## Problem to work on
Write the next part of the wartime memoir below, picking up after its final sentence.

## Excerpt
One of the incidents that I remember is a little bit naughty really. We had a rather short, dumpy WAP and the Mosquito fuselages are very, very slim at the back and someone has to go up there and hold the nut for the chap to put the bolt in the other side. And this young lady was designated to go up to the end of this fuselage and hold the nut. A few of the lads got in the fuselage with her and all we heard from this young lady in broad Staffordshire was ‘oh give over’. So I don’t know what was going on.

The latter part of the war I was at Henlow and I remember very, very well, I starting courting. I persuaded my wife, because we belonged to a Baptist church in Tooting, that I was going to start a young friendly club and would she like to be the first member, well I’m still married to her, so…A long, long time. I remember going along to Tooting Common and watching the doodlebugs come over. That was our recreation I suppose at that part of the war, to hear the noise of this engine and then cut out and then wonder where it’s going to happen. Fortunately Tooting didn’t get too much of a problem with bombs or doodlebugs. But it certainly had its rockets. I remember one whole section of street near where I lived just being devastated. It went straight down the middle and took out 2 rows of houses. I was at the camp at the time, but I knew something had gone wrong I could feel it, when I got home and walked from the tube into the area near where I lived I just saw it this mess.

It was later in early ‘46 I was sent out from Bedfordshire to Germany. I went to Evare first, which is the civil airport in Brussels, I spent a couple of months there. And then I moved on into Germany and I had the horrific pleasure, if you like, of going up through the Ruhr and just seeing the devastation that was there. If anybody ever got paid back for what they’d been up to I’m afraid the Germans did. It was just one scene of flattened buildings, little tiny corrugated shelters that they had built for themselves, smoke coming out from their little chimneys. When we stopped at one of the German stations, some German boys there they were selling Hitler Youth daggers, someone had gone into production with these things and they were selling these for a few cigarettes at a time. The journey back from the Hook of Holland took 24 hours and I don’t think I left my bunk once. We were stuck out there because it was impossible for the ship to dock in and I remember myself and all the rest of them were very, very sick, very bad.

## Excerpted records
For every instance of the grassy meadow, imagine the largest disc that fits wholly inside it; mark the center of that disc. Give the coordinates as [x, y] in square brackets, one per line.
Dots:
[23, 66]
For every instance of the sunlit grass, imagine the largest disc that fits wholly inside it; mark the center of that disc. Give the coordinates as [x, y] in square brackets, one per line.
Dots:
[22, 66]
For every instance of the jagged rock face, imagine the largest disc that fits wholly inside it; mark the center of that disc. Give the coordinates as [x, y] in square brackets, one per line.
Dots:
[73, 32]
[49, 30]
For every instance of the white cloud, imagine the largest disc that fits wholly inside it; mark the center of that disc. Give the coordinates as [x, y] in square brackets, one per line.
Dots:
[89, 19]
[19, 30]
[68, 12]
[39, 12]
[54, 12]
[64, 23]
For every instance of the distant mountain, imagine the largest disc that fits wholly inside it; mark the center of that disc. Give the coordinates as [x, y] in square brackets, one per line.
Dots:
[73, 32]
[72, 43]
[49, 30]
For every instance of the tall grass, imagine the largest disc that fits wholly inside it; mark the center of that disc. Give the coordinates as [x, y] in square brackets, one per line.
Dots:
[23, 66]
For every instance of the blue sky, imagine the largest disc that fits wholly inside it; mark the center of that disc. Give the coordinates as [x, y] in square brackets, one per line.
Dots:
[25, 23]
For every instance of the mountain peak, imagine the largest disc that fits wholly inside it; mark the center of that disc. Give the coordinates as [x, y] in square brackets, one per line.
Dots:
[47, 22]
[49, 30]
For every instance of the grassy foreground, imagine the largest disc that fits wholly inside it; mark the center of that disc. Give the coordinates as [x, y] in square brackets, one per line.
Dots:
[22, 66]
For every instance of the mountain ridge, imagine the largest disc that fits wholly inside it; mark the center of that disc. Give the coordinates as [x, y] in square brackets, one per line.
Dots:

## Written response
We went up to near Blackpool to be demobbed I got into the station and I was told I was going to be on duty that night on fire picket. I told the RAF corporal, very smart he was I think he’d just joined, I told him that if he wanted any fire picketing done he could do it himself, I’d had enough. I resumed my cabinet making after the war, not for long, I went to work for a former cabinetmaker making canteens for cutlery for Mapping and Webb. I did one or two funny jobs, I went into the Ministry for 20 years looking after museums, post offices all sorts of things. And for the last 10 years I had a job that took me around the Thames barrier, loads of dams and those sorts of places and I was actually in the Geological Museum when the moon dust was brought in. I saw a little tiny glass petrie dish with grey stuff on it, that was the moon dust. And I actually saw the moon landing on a big television at the Geological Museum.